## [What to do]
Go through the data below and return each line where the string "this" occurs.

## [The data]
+++
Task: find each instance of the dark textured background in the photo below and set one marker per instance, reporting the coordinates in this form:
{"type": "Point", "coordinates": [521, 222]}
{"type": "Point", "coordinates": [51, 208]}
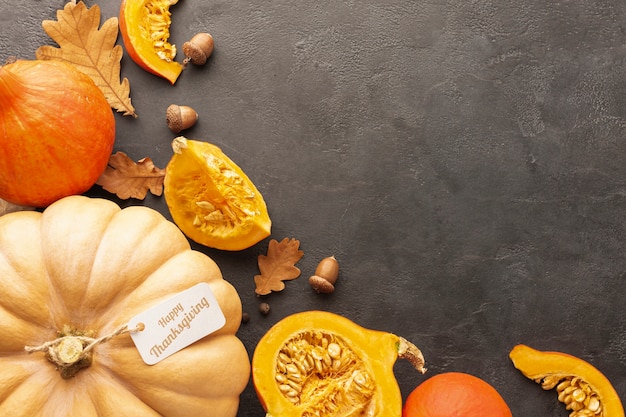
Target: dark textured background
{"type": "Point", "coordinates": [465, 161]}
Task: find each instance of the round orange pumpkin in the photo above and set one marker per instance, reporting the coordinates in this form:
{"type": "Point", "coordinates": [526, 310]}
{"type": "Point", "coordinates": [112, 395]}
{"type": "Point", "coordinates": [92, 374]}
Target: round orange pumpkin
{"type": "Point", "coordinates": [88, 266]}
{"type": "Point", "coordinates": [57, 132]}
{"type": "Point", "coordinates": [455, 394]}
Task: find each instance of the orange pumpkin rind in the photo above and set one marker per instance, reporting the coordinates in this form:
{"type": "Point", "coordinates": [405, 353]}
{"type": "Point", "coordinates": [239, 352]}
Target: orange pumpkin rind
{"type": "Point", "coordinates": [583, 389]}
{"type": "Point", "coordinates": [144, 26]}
+++
## [Your solution]
Task: find each instance of the dark textured background in the photo below and set one marker per instance, reporting the coordinates in this form:
Task: find each instance of the round orange pumpkin in the photo above and set one marker per instance, reporting the coordinates in this form:
Task: find each instance of the orange pumpkin rind in the photo above and set one marker per instance, reporting the coordinates in this form:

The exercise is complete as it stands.